REQUEST
Set out every line of the records below as a numbered list, skipping any blank lines. Leave the pictures out of your answer.

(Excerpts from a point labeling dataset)

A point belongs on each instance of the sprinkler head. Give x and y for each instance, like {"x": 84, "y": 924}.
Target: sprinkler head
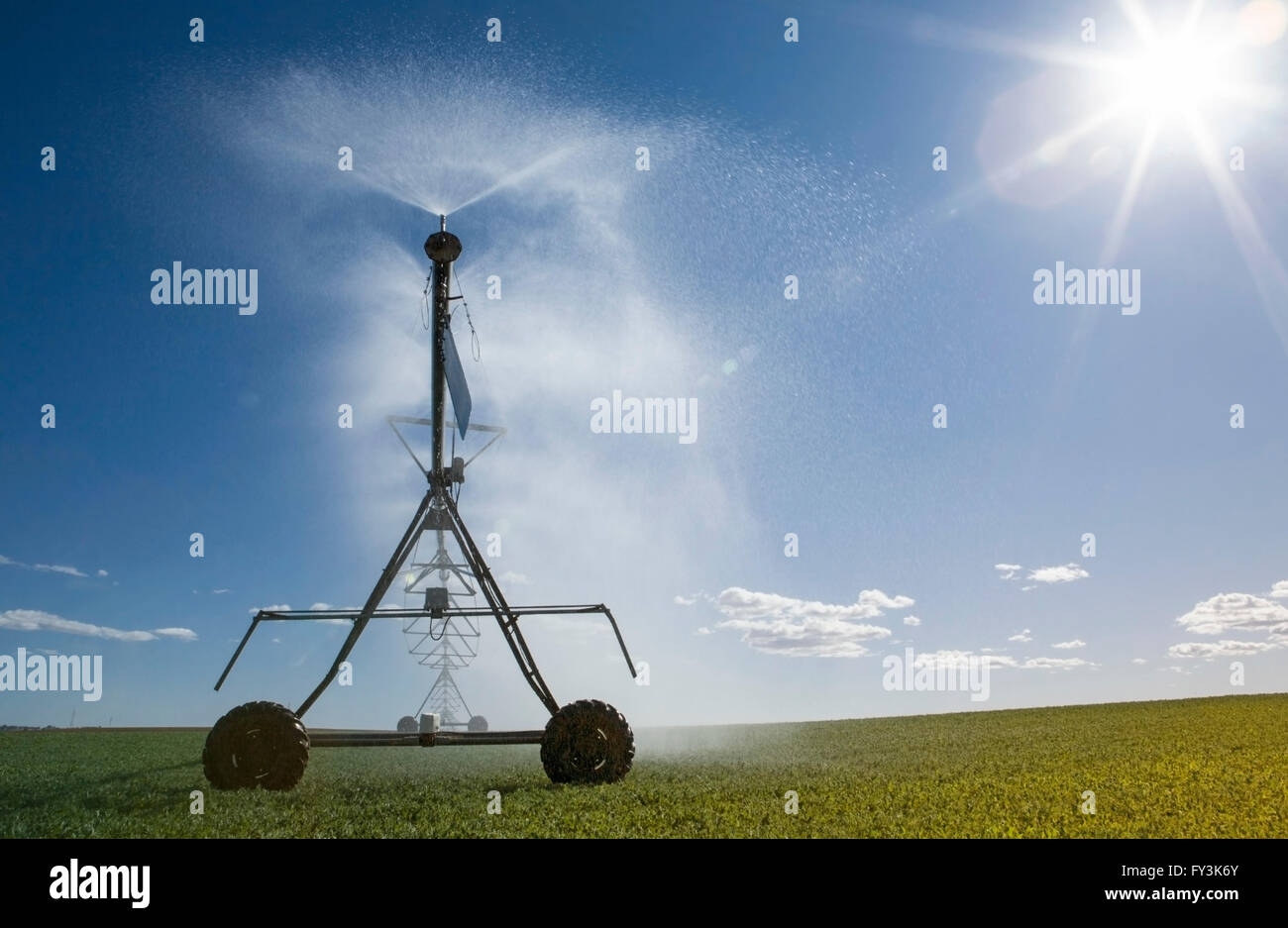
{"x": 442, "y": 248}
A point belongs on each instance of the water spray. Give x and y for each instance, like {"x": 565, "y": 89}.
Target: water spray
{"x": 266, "y": 744}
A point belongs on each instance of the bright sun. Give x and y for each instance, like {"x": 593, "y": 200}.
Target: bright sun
{"x": 1175, "y": 76}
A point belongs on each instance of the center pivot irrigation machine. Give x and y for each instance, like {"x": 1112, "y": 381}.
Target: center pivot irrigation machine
{"x": 266, "y": 744}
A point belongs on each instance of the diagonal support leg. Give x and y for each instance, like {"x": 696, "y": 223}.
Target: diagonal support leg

RIGHT ANSWER
1. A point belongs on each instance of the sprinkler head. Give x and y for each instance, like {"x": 84, "y": 924}.
2. Target: sprinkler head
3. {"x": 442, "y": 248}
4. A point belongs on each instance of the water spray. Give x and y for each instance, like {"x": 565, "y": 89}.
5. Target: water spray
6. {"x": 266, "y": 744}
7. A point belongs on each instance of the bright sun. Give x and y for each instance, like {"x": 593, "y": 200}.
8. Target: bright sun
9. {"x": 1175, "y": 76}
10. A point belongs on each instance of the center pivot irrigation machine. Give x and y for each instance, like {"x": 1112, "y": 381}.
11. Target: center pivot irrigation machine
12. {"x": 266, "y": 744}
13. A point belongs on each instance of the diagonal support leg. Give x and y for each instance, like {"x": 696, "y": 223}.
14. Target: diagonal support leg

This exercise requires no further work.